*What to do*
Change "straight edges" to "straight segments" everywhere it occurs in the rows below, and leave all other text as it is.

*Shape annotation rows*

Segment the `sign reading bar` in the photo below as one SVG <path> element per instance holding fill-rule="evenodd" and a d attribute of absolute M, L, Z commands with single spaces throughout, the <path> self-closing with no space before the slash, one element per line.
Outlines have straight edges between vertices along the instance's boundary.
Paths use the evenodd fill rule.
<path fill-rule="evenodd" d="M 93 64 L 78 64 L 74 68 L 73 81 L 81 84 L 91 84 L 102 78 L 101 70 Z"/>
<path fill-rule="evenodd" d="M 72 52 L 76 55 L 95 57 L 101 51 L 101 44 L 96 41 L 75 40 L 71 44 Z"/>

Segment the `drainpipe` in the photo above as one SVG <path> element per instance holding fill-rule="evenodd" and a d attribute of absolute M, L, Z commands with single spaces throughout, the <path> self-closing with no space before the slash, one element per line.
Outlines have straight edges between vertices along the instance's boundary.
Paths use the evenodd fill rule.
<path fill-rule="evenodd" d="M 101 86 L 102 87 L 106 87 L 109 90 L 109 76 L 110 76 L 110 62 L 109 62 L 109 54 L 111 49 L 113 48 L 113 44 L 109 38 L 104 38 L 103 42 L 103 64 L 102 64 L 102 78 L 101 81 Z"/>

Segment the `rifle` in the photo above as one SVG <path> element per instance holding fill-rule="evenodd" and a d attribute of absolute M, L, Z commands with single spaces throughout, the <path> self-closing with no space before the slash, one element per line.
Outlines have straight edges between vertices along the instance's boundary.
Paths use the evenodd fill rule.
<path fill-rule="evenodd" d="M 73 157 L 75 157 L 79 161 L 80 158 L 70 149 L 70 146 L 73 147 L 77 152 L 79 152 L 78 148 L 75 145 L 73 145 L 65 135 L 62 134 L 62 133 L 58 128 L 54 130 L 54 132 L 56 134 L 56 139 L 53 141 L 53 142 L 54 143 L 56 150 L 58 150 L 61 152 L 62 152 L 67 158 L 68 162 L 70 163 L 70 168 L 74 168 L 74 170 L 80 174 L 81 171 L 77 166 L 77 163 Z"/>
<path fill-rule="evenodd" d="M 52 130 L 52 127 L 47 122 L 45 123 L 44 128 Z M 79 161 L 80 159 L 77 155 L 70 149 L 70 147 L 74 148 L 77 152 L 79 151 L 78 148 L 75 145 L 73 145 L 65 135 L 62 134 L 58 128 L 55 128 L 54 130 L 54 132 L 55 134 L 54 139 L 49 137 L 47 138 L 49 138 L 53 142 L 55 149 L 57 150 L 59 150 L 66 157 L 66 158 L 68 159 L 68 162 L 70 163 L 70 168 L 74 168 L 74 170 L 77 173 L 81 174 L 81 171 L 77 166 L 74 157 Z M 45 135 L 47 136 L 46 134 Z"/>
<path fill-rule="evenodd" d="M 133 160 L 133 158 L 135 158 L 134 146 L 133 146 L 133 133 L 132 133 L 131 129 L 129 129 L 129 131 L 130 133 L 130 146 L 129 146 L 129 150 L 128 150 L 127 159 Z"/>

*Output for this exercise*
Segment the `sign reading bar` in the photo below as one SVG <path> element per instance holding fill-rule="evenodd" and a d attribute of absolute M, L, Z commands with single spaces throughout, the <path> self-closing with no space before the slash, one element per line.
Outlines have straight segments between vertices along the instance's boundary.
Paths use the evenodd fill rule.
<path fill-rule="evenodd" d="M 93 64 L 78 64 L 74 68 L 73 81 L 81 84 L 91 84 L 102 78 L 101 70 Z"/>
<path fill-rule="evenodd" d="M 72 52 L 76 55 L 95 57 L 101 51 L 101 44 L 96 41 L 75 40 L 71 44 Z"/>

Segment the `drainpipe` in the photo above as one SVG <path> element per instance holding fill-rule="evenodd" and a d attribute of absolute M, L, Z commands with single spaces throughout, the <path> self-closing with no space before the slash, one element per line.
Outlines have straight segments between vertices along the instance's boundary.
Paths use the evenodd fill rule.
<path fill-rule="evenodd" d="M 101 86 L 102 87 L 106 87 L 109 90 L 109 76 L 110 76 L 110 62 L 109 62 L 109 54 L 111 49 L 113 48 L 113 44 L 109 38 L 104 38 L 103 42 L 103 64 L 102 64 L 102 78 L 101 81 Z"/>

Segment the `rifle` in the photo above as one SVG <path> element per instance holding fill-rule="evenodd" and a d attribute of absolute M, L, Z commands with single spaces throughout, the <path> self-closing with no space before the slash, one element per line.
Outlines have straight segments between vertices along the instance's boundary.
Paths use the evenodd fill rule.
<path fill-rule="evenodd" d="M 73 157 L 75 157 L 79 161 L 80 158 L 70 149 L 70 146 L 73 147 L 77 152 L 79 152 L 78 148 L 75 145 L 73 145 L 65 135 L 62 134 L 62 133 L 58 128 L 54 130 L 54 132 L 56 134 L 56 139 L 53 141 L 53 142 L 54 143 L 56 150 L 58 150 L 61 152 L 62 152 L 67 158 L 68 162 L 70 163 L 70 168 L 74 168 L 74 170 L 80 174 L 81 171 L 77 166 L 77 163 Z"/>
<path fill-rule="evenodd" d="M 52 130 L 52 127 L 47 122 L 45 123 L 44 128 Z M 79 161 L 80 159 L 77 155 L 70 149 L 70 147 L 74 148 L 77 152 L 79 151 L 78 148 L 75 145 L 73 145 L 65 135 L 62 134 L 58 128 L 55 128 L 54 130 L 54 132 L 55 134 L 54 139 L 49 137 L 47 138 L 49 138 L 53 142 L 55 149 L 57 150 L 59 150 L 66 157 L 66 158 L 68 159 L 68 162 L 70 163 L 70 168 L 74 168 L 74 170 L 77 173 L 81 174 L 81 171 L 77 166 L 74 157 Z M 45 135 L 47 136 L 46 134 Z"/>
<path fill-rule="evenodd" d="M 133 160 L 133 158 L 135 158 L 134 146 L 133 146 L 133 133 L 132 133 L 131 129 L 129 129 L 129 131 L 130 133 L 130 146 L 129 146 L 129 150 L 128 150 L 127 159 Z"/>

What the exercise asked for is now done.